[BEGIN Passage]

Since Settler has no outstanding allowances, and no usage of IERC20.transferFrom, overall risk of user funds loss is greatly reduced.

Permit2 allowances (with short dated expiration) still has some risk. Namely, Alice permit2 being intercepted and a malicious transaction from Mallory, which spends Alice's funds, transferring it to Mallory.

To protect funds we must validate the actions being performed originate from the Permit2 signer. This is simple in the case where msg.sender is the signer of the Permit2 message. To support metatransactions we utilise the witness functionality of Permit2 to ensure the actions are intentional from Alice as msg.sender is a different address.

Gas Comparisons

Day by day it gets harder to get a fair real world gas comparison. With rebates and token balances initialized or not, and the difficulty of setting up the world, touching storage, then performing the test.

[END Passage]

§ **Work to complete**
1. Copy word for word the part of the Settler passage that starts with the words "Since Settler has" and ends with "a different address.".
2. Do these statements agree with the Settler passage? Answer yes or no for each, and quote the passage's deciding words. (a) Settler has outstanding allowances. (b) Checking that the actions come from the Permit2 signer is simple when msg.sender is that signer. (c) Permit2 allowances with a short dated expiration carry no risk at all.
Rely only on the Settler passage and nothing else.

[BEGIN Record set]

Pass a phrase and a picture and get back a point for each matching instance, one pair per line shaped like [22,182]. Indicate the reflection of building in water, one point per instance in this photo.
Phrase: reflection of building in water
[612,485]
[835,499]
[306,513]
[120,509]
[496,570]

[END Record set]
[BEGIN Record set]

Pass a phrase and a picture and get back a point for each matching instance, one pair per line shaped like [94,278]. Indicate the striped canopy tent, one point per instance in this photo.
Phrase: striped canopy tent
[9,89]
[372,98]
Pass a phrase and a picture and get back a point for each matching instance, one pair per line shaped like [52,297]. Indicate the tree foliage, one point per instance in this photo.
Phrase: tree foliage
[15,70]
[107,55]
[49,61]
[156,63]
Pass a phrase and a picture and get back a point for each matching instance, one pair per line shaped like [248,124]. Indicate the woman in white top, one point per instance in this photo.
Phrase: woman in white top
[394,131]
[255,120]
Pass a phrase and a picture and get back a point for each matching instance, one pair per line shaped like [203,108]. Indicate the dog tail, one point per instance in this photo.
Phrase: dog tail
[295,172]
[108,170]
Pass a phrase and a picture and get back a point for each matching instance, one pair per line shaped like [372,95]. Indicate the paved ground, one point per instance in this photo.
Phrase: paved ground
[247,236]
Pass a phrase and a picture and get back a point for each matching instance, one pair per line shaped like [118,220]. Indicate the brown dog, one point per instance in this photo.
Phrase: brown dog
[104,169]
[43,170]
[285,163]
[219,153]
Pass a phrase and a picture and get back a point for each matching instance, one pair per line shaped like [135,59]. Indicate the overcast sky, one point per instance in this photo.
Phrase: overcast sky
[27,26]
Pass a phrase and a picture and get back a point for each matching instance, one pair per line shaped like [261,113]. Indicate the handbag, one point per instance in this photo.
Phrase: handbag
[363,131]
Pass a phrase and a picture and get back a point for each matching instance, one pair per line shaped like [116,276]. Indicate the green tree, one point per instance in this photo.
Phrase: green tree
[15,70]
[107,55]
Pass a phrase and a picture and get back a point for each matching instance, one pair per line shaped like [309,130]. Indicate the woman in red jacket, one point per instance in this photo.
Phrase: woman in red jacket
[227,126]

[END Record set]

§ **Answers in order**
1.
Since Settler has no outstanding allowances, and no usage of IERC20.transferFrom, overall risk of user funds loss is greatly reduced.

Permit2 allowances (with short dated expiration) still has some risk. Namely, Alice permit2 being intercepted and a malicious transaction from Mallory, which spends Alice's funds, transferring it to Mallory.

To protect funds we must validate the actions being performed originate from the Permit2 signer. This is simple in the case where msg.sender is the signer of the Permit2 message. To support metatransactions we utilise the witness functionality of Permit2 to ensure the actions are intentional from Alice as msg.sender is a different address.

2.
(a) No: "Since Settler has no outstanding allowances"
(b) Yes: "This is simple in the case where msg.sender is the signer of the Permit2 message."
(c) No: "Permit2 allowances (with short dated expiration) still has some risk."